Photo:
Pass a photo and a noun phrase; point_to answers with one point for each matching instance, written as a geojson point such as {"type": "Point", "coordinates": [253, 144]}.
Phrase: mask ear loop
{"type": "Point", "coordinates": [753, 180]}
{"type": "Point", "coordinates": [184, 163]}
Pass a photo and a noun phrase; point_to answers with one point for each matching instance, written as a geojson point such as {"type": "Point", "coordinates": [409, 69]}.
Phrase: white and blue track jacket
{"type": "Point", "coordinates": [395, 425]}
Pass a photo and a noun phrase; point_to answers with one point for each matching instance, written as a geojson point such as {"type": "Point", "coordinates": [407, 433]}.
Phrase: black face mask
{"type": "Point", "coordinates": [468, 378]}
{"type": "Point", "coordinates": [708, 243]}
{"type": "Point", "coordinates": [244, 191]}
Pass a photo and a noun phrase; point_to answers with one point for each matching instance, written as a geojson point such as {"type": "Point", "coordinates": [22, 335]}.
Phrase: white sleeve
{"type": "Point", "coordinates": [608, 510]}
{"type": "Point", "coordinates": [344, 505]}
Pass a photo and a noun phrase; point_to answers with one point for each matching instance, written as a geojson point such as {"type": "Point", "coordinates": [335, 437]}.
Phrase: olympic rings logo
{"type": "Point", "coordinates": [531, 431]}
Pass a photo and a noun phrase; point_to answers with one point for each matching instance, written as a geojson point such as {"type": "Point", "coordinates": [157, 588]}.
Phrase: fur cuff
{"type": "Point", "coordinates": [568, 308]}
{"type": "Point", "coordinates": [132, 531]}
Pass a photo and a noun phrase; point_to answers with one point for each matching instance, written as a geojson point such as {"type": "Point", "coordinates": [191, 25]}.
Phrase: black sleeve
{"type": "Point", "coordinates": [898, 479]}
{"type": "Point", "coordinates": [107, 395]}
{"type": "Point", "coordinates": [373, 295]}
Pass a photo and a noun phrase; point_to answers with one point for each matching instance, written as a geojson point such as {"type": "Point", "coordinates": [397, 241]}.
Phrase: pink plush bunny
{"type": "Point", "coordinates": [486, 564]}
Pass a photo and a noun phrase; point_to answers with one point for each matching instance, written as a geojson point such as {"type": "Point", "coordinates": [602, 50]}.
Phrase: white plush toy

◆ TASK REQUIREMENTS
Copy out each record from above, exactly.

◆ WRITTEN ANSWER
Photo:
Pass a photo and a noun phrase; point_to answers with one point for each matching instance, written as a geojson point such as {"type": "Point", "coordinates": [253, 144]}.
Phrase: mask ear loop
{"type": "Point", "coordinates": [753, 180]}
{"type": "Point", "coordinates": [184, 163]}
Pass a photo and a noun phrase; point_to answers with one point for each matching instance, written as a geojson point such as {"type": "Point", "coordinates": [409, 69]}.
Phrase: white and blue track jacket
{"type": "Point", "coordinates": [395, 425]}
Pass a photo and a noun phrase; point_to answers with one point for each matching instance, written as a geojson point such as {"type": "Point", "coordinates": [407, 433]}.
Phrase: black face mask
{"type": "Point", "coordinates": [468, 378]}
{"type": "Point", "coordinates": [708, 243]}
{"type": "Point", "coordinates": [244, 191]}
Pass a photo and a noun phrase; point_to answers with one point for each matching instance, written as a geojson point such as {"type": "Point", "coordinates": [22, 335]}.
Phrase: white sleeve
{"type": "Point", "coordinates": [608, 510]}
{"type": "Point", "coordinates": [344, 505]}
Pass a photo and a noun phrase; point_to answers with one point for each matching instance, written as a geojson point such as {"type": "Point", "coordinates": [335, 437]}.
Phrase: olympic rings logo
{"type": "Point", "coordinates": [531, 431]}
Pass a photo and a noun phrase; point_to answers with one point for each matching instance, written as a geojson point such as {"type": "Point", "coordinates": [157, 588]}.
Phrase: fur cuff
{"type": "Point", "coordinates": [568, 308]}
{"type": "Point", "coordinates": [132, 531]}
Pass a photo and a noun phrase; point_to answers with one point for each matching instance, written as a geojson point such as {"type": "Point", "coordinates": [191, 25]}.
Phrase: black sleeve
{"type": "Point", "coordinates": [898, 479]}
{"type": "Point", "coordinates": [107, 395]}
{"type": "Point", "coordinates": [373, 295]}
Pass a photo and a noun phrase; point_to answers with one point for each matching instance, written as a geojson point such as {"type": "Point", "coordinates": [397, 241]}.
Phrase: pink plush bunny
{"type": "Point", "coordinates": [486, 564]}
Pass a photo and a noun phrase; point_to answers with one point for each matching instance, written as a geojson point such as {"type": "Point", "coordinates": [602, 50]}.
Phrase: white plush toy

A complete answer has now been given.